START GIVEN DATA
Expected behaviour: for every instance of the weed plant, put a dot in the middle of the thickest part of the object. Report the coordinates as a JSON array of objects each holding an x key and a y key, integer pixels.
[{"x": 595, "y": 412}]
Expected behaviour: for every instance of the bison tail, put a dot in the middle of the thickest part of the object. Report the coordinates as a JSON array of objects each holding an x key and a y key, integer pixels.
END GIVEN DATA
START GIVEN DATA
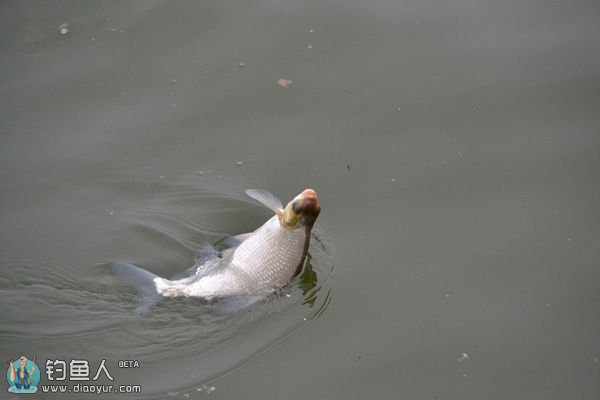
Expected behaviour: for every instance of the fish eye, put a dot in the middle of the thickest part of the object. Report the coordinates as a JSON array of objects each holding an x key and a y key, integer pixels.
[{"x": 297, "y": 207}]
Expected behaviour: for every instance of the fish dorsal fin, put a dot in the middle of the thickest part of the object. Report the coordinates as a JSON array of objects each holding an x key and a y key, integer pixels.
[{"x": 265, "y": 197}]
END GIVEN DATA
■ THE TASK:
Which lines in the material above contain the word "tail"? Report each of them in full.

■ FINAL RESULT:
Expected behaviour: for every instance of the bison tail, put a dot in the middle of the thickest part of the object. Report the coordinates as a JSON array of objects each holding an x key and a y key, integer pixels.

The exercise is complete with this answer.